Task:
In the text on 1950s Standard Ten saloons, what name was given to the compact estate car version of the 8 and 10?

Given text:
1950s Standard Ten saloons.

Firstly, a black Standard saloon parked with its happy owner.
The scene looks like it dates to the 1950s, and shows a lady stood proudly alongside their Standard 10 - it may be an 8 but with its wind up windows it could only be a late example, or else a 10 which is more probable. The car would date to the mid 1950s. The lady's dress is very flowery and distinctly 1950s in style and design, so the Standard was probably quite new at the time of the photograph.
Standard saloon car
Also it's interesting to see the houses in the background - probably built in the 1920s and typical of British suburbia even today, although now they may well have UPVC windows, and a satellite dish nailed to the wall by now.
The engine fitted to these small cars was 948cc in size, and went on to be used (in this size, and larger versions) in all future Heralds and Spitfires, right up to 1980 by which time it was 1500cc in size. The engine first appeared in the Standard 8 in the early 50s, at which time it was (just like BMC's A Series) 803cc. The engine was an overhead valve design, all iron. Unlike most small Fords of the day, these compact cars had a four speed gearchange. The 8 and 10 were available as 4 door saloons (no 2 door saloon was marketed), a compact estate car (called the Companion), or as a light commercial (van or pickup). The final incarnations of the 8/10 design were called the Pennant, and featured a revised front & rear wing line, in an attempt to modernise the design. The model died out altogether in 1959 with the launch of the Standard-Triumph Herald range (which reverted to a separate chassis design, unlike the Standard's monocoque construction).

[Point labeling data based on photos]
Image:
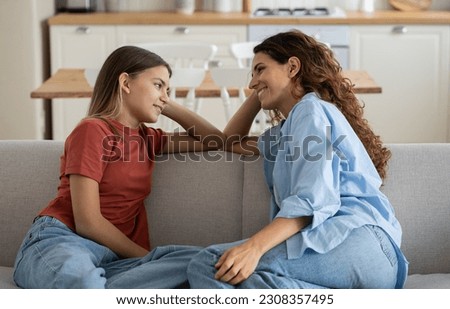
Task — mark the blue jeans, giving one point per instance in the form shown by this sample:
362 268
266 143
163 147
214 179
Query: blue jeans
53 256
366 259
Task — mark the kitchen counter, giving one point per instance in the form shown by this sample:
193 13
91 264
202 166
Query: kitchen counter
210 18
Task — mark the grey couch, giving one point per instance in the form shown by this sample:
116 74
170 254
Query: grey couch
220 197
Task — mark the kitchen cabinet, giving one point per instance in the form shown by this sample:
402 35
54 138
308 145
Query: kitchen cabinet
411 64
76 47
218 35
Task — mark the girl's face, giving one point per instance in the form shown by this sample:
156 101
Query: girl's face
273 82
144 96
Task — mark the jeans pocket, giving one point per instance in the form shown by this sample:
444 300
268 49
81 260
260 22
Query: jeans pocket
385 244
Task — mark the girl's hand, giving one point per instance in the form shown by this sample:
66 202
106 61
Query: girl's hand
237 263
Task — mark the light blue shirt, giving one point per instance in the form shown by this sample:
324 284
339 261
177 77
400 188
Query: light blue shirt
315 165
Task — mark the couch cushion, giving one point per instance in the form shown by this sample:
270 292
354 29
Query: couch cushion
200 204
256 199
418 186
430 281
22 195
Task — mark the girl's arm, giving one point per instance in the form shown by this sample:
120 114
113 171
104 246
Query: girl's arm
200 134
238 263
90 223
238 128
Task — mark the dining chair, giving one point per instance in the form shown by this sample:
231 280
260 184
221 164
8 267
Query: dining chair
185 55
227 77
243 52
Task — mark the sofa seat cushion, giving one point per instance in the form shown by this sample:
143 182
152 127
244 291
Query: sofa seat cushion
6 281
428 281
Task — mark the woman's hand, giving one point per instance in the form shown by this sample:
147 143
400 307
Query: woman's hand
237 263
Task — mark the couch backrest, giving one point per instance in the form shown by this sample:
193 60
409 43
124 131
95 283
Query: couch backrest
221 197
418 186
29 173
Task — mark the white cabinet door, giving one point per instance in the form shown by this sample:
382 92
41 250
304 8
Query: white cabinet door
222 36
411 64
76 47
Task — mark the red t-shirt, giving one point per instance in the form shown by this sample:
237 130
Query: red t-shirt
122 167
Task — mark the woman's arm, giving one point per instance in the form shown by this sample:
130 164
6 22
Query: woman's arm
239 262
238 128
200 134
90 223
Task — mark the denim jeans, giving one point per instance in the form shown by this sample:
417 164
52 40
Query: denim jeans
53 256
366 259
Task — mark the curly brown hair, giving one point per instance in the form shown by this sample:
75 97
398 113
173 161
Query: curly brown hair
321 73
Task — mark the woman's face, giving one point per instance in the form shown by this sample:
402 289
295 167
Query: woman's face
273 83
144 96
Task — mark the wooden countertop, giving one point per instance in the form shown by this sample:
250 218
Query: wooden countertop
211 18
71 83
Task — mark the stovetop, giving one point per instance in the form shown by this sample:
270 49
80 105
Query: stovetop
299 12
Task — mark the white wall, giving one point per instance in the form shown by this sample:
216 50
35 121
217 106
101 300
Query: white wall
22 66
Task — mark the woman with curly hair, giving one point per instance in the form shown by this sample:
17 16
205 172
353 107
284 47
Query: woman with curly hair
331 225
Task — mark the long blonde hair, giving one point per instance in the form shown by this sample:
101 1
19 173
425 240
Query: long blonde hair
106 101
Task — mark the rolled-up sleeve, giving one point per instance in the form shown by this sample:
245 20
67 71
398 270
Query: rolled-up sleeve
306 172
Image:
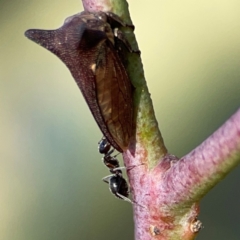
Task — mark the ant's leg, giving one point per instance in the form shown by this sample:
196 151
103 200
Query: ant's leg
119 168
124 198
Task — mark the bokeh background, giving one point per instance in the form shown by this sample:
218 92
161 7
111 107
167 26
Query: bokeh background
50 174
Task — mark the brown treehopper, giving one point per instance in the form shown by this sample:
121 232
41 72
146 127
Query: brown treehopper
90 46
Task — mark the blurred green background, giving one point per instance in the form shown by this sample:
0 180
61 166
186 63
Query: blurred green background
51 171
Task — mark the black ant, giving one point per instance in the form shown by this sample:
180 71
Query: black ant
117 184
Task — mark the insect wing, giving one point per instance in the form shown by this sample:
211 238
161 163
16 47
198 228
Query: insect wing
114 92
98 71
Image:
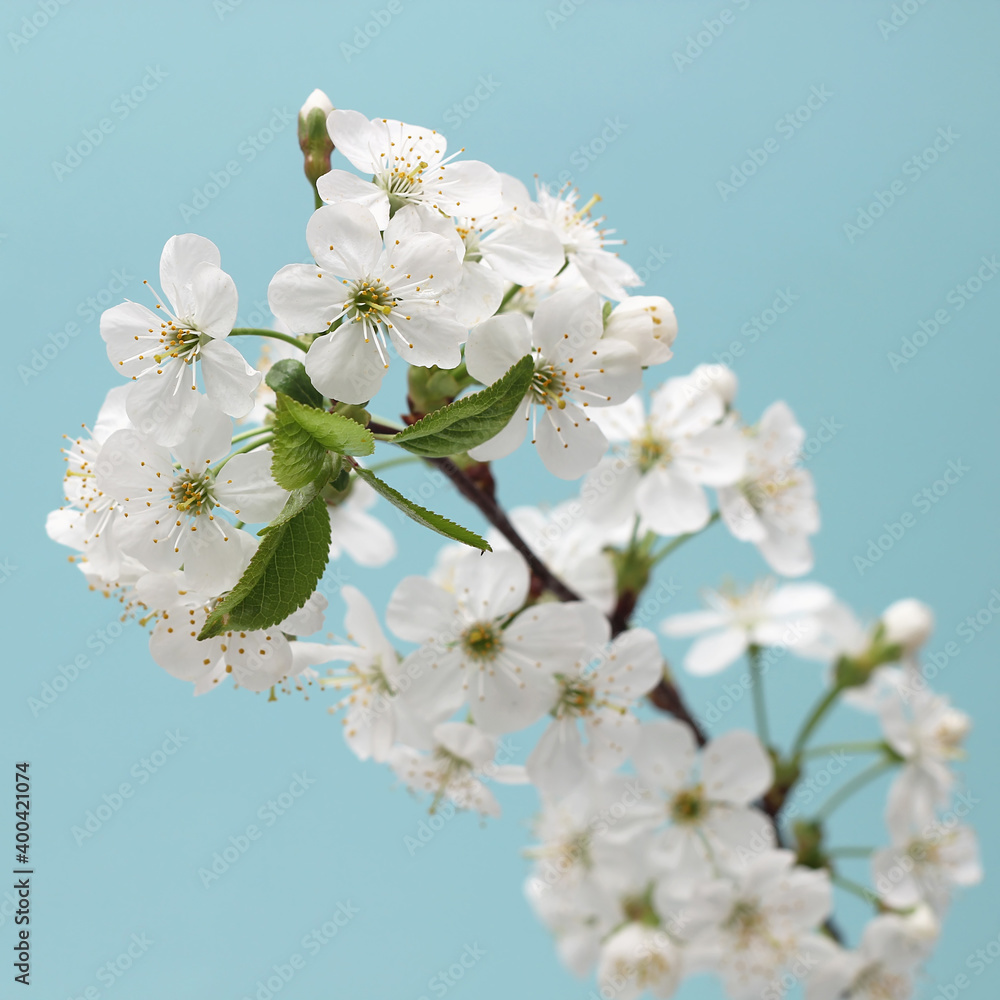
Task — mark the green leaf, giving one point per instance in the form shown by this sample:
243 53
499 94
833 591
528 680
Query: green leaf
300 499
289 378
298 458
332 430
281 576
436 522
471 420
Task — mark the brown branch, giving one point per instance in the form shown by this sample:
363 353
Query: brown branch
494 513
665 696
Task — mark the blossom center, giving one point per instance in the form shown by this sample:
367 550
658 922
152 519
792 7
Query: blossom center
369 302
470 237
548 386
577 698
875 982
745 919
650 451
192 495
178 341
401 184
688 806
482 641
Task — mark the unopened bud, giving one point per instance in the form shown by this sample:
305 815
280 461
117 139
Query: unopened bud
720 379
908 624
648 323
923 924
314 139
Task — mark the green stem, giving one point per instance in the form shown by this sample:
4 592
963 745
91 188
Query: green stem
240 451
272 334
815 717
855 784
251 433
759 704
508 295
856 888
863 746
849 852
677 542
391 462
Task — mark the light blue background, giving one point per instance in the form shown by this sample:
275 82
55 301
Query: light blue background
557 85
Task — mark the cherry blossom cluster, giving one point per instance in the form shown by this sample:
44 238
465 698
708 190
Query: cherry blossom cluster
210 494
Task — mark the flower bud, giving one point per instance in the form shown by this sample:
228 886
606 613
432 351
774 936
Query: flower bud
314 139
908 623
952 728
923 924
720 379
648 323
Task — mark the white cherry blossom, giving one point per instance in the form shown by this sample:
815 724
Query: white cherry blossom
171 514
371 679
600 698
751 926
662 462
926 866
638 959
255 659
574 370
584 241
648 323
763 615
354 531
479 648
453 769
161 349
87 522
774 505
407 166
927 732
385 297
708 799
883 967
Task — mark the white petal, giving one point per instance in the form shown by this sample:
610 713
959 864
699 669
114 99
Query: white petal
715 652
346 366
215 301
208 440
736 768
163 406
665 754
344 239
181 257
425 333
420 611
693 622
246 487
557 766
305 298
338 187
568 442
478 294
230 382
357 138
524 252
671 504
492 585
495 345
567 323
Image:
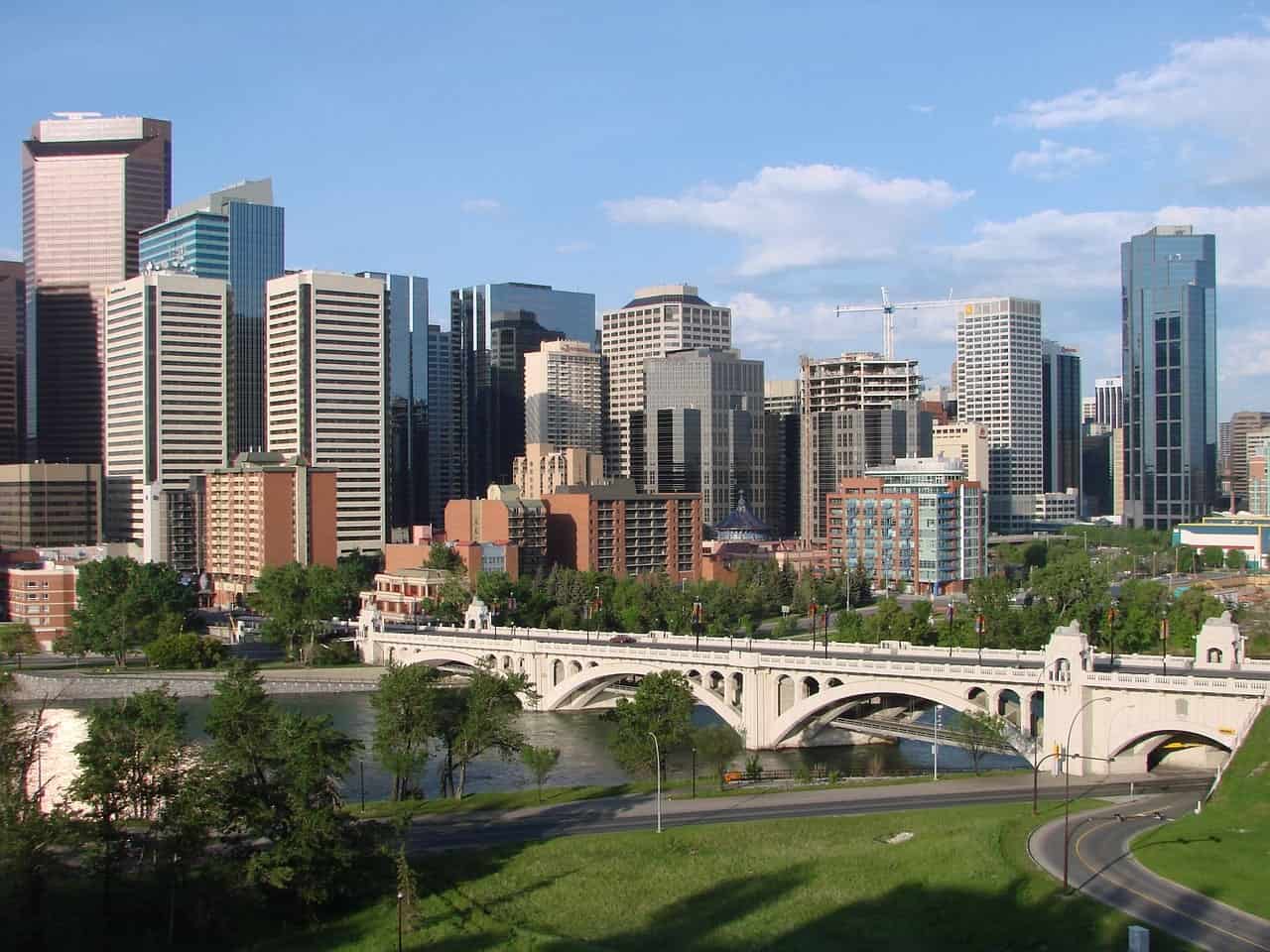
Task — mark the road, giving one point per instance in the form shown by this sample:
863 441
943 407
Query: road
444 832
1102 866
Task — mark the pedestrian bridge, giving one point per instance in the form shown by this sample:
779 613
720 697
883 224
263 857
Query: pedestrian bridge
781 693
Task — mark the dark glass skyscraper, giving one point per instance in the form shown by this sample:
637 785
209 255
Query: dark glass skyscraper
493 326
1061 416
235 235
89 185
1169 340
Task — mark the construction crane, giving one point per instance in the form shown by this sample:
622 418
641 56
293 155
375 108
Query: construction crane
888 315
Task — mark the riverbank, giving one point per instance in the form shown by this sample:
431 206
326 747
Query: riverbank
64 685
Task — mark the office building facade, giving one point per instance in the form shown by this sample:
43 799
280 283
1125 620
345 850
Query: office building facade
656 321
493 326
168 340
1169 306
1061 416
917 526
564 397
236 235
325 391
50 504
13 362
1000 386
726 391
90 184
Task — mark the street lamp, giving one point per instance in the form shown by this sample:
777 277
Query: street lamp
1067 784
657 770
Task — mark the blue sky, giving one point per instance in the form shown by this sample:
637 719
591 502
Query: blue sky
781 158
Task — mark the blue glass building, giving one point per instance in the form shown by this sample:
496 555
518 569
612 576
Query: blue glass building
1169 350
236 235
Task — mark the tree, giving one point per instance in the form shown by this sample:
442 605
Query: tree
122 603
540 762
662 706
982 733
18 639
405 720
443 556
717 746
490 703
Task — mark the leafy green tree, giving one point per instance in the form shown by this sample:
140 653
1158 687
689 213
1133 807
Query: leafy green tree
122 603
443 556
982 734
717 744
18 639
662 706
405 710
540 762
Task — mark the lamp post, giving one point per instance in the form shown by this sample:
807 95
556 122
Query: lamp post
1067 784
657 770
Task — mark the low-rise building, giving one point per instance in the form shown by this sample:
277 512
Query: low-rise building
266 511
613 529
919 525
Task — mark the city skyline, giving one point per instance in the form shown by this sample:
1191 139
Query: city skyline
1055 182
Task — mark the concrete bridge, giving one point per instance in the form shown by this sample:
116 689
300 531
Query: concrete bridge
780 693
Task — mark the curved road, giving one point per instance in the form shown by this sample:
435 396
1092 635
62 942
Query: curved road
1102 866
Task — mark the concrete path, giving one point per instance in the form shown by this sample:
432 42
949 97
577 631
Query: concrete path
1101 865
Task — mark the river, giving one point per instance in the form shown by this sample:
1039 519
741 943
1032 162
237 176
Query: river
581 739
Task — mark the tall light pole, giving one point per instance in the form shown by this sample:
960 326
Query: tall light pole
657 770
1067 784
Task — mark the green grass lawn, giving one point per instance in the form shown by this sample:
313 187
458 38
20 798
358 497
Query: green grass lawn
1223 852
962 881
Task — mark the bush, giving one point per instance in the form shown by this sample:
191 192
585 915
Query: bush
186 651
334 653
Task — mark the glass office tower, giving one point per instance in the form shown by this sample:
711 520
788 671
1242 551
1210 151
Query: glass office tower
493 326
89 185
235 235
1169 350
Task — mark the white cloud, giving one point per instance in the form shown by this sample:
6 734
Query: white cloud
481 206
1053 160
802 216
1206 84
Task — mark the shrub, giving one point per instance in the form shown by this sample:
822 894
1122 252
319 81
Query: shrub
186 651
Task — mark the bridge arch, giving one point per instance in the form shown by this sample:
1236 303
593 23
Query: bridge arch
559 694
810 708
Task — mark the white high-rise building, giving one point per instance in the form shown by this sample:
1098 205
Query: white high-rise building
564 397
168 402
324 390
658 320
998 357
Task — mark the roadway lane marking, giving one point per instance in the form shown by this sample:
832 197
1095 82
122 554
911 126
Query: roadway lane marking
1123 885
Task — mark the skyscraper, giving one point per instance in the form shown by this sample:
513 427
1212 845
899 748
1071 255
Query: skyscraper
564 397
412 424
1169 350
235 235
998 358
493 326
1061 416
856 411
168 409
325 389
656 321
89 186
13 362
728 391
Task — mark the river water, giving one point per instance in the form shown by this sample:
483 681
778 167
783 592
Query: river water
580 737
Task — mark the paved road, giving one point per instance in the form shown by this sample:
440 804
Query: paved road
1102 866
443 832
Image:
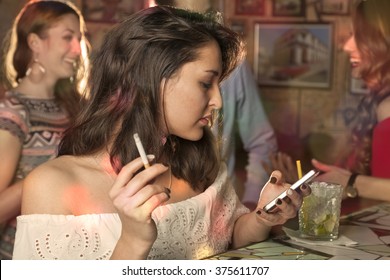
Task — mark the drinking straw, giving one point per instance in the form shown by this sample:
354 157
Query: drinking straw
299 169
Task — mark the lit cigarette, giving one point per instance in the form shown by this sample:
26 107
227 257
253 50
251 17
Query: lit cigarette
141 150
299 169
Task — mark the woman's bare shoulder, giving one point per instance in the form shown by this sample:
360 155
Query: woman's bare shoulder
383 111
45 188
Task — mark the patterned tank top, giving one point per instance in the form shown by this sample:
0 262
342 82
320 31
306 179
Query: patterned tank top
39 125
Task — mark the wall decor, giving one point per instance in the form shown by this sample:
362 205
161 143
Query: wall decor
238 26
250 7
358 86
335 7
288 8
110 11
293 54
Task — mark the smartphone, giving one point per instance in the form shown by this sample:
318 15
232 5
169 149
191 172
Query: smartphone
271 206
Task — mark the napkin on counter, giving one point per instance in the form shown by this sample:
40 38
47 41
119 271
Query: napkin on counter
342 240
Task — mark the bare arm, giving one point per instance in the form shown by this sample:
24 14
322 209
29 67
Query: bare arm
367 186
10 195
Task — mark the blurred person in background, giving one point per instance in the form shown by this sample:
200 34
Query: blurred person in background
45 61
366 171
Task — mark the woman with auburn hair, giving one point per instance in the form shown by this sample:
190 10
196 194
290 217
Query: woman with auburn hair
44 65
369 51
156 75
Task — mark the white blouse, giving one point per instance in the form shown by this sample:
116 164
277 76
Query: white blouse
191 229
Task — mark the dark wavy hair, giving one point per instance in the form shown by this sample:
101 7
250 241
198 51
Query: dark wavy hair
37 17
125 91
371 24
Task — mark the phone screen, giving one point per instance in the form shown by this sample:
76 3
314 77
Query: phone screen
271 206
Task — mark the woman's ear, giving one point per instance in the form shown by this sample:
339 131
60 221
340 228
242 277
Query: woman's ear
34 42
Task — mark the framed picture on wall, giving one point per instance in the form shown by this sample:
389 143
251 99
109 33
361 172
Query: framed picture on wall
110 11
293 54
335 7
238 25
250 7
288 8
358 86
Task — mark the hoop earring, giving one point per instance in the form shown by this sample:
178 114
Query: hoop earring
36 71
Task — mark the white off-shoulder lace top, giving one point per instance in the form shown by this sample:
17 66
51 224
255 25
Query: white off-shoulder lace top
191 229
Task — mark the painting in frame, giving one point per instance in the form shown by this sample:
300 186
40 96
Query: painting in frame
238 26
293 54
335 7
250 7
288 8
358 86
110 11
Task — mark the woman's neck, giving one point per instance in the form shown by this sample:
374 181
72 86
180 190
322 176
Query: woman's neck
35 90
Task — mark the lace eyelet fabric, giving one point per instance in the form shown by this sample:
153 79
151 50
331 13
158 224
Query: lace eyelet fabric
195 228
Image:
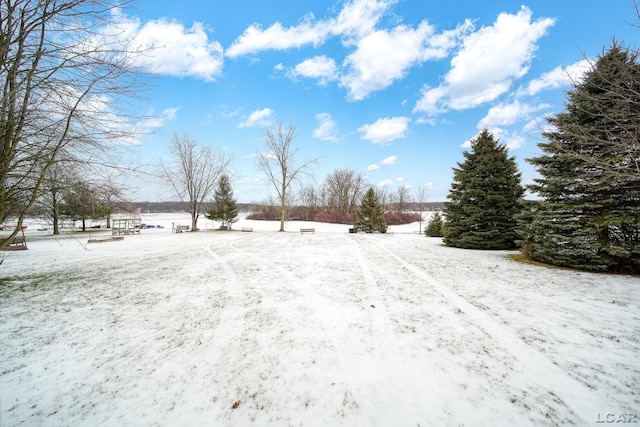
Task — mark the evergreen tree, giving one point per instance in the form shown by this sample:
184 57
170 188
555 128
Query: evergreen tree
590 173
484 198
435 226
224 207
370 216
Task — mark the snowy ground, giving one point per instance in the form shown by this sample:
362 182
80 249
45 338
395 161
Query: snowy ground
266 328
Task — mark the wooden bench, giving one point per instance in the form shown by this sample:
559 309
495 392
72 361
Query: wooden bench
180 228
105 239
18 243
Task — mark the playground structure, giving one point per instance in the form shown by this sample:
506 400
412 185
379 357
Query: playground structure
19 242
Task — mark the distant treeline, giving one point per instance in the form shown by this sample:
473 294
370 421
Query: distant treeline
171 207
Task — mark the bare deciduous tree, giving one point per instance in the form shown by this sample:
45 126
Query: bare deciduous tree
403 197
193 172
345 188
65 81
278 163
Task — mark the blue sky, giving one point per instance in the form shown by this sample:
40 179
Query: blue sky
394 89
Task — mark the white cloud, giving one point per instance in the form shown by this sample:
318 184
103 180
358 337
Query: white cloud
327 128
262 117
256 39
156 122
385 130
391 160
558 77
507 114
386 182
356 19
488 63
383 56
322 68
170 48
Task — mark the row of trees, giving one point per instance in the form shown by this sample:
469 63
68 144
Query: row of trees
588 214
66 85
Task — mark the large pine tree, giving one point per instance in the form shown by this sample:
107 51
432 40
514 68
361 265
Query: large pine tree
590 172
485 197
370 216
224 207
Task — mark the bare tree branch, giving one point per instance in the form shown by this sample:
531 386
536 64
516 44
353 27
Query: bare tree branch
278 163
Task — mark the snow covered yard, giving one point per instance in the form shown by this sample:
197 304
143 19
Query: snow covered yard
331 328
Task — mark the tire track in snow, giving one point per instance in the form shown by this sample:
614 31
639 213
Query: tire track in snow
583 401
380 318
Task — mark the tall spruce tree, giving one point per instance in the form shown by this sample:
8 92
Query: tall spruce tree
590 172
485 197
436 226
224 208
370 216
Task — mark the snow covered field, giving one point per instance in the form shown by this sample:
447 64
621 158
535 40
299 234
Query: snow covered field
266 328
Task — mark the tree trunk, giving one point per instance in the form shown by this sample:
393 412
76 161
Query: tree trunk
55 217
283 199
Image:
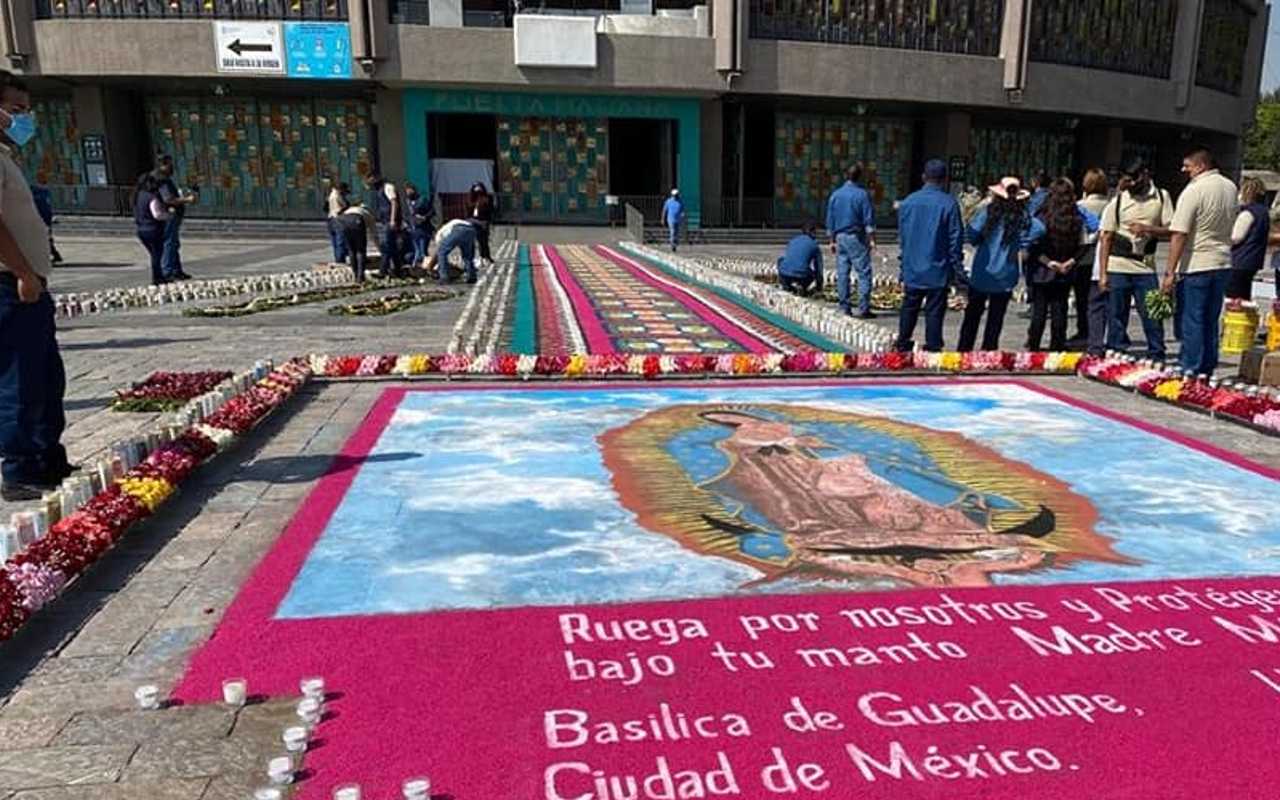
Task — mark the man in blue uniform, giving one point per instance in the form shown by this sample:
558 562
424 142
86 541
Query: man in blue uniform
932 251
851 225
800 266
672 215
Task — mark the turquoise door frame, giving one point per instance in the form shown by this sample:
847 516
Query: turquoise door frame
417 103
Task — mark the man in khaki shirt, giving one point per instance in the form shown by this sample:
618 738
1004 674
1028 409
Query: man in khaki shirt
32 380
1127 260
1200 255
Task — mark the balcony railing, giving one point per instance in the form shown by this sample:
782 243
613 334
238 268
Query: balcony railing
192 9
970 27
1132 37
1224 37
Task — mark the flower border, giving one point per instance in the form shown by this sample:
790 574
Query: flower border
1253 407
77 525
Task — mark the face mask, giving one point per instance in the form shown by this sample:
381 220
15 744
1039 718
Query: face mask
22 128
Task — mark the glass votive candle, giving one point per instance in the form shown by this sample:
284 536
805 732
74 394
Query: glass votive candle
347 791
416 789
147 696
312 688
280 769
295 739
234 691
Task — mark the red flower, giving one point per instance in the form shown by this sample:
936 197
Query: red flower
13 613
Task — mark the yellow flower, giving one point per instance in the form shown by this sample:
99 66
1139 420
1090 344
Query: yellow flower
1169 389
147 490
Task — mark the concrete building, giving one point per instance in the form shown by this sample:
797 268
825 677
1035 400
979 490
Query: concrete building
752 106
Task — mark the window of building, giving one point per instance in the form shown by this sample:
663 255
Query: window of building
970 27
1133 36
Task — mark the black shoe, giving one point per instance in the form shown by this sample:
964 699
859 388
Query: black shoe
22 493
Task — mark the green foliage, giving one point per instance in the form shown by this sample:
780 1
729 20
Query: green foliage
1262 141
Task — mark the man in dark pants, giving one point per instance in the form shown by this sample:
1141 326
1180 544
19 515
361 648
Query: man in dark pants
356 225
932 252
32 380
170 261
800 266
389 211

The solution:
The Companion.